EXERCISE GOAL ::
Copy out all lines of the listing below that hold "lamp".

SOURCE DATA ::
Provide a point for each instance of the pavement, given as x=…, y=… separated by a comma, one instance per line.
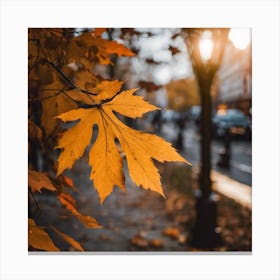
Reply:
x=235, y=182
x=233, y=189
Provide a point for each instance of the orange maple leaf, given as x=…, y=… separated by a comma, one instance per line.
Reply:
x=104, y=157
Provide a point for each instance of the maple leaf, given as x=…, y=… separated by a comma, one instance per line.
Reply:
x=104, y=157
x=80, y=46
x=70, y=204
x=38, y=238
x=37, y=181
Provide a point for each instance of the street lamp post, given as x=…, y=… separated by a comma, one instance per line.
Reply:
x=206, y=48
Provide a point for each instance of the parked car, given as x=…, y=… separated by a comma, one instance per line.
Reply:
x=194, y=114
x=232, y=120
...
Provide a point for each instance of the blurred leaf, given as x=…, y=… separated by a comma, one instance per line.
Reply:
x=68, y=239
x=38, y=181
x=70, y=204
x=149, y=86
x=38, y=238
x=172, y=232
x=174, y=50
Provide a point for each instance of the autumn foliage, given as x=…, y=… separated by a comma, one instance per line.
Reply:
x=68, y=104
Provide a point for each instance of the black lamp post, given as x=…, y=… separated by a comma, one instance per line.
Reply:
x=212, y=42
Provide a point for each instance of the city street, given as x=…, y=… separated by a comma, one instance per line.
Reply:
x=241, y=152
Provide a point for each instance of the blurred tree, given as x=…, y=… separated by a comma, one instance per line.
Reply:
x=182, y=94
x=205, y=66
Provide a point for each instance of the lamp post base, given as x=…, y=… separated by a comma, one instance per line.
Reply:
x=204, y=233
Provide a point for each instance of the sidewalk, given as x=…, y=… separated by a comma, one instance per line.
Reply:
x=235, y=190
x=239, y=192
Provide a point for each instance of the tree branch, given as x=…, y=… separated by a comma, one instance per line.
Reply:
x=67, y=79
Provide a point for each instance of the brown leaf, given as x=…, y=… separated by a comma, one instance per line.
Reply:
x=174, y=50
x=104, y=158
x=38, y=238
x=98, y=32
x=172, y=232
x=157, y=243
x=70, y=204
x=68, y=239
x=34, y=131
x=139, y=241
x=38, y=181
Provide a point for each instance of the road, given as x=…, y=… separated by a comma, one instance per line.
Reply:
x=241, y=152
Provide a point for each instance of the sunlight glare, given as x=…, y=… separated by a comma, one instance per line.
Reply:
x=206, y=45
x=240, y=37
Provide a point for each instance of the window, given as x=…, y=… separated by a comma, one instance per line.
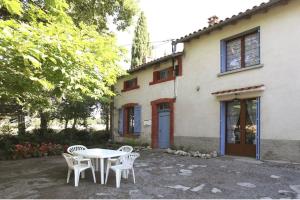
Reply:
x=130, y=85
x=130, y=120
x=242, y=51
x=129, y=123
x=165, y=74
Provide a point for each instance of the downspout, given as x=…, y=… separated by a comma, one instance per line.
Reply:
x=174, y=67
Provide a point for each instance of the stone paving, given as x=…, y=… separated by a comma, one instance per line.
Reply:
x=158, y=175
* * *
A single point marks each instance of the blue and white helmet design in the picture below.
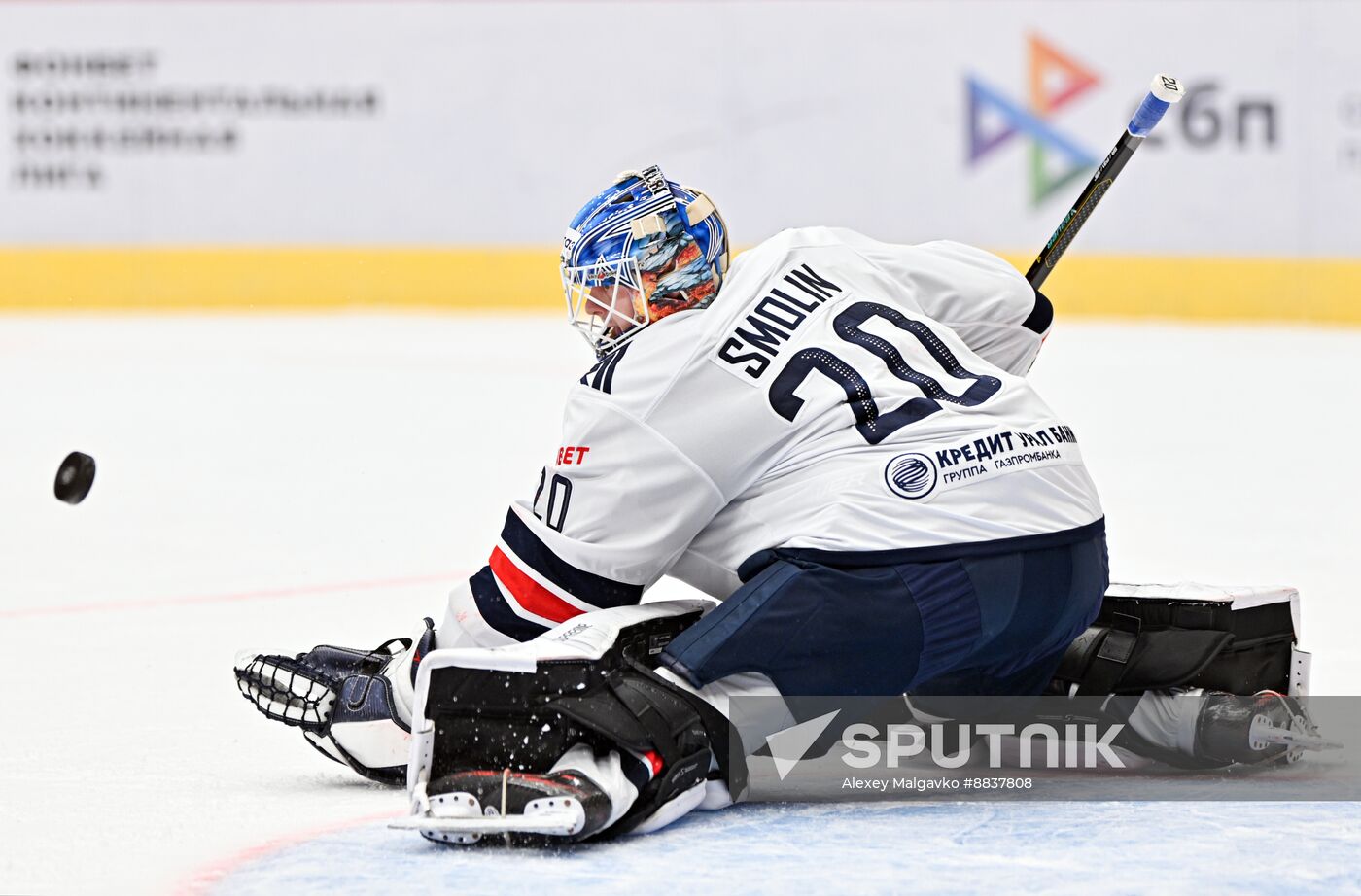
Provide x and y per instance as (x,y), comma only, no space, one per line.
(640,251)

TASK RESULT ::
Provide a point for each instance of the street lamp post, given as x=…, y=… separated by a comma, one instance per line.
Provide a point for each instance of the black lamp post, given as x=…, y=… separated by a comma, one instance per line.
Provide a point for each instance of the lamp post base, given as x=…, y=… separated by a comma, one instance per line.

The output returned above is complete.